== DATA FOR PROCESSING ==
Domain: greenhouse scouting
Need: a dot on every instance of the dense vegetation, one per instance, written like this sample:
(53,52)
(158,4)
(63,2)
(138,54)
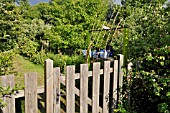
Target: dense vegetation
(61,28)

== DIRECTIONS ==
Please output every record above exactly as written, leaving out the pictures.

== YOUR SOLUTION ==
Domain: greenhouse scouting
Need: a dot on every instance of the dense vegetation, one per instance, written like this sample:
(53,52)
(158,4)
(63,2)
(138,54)
Target: dense vegetation
(61,28)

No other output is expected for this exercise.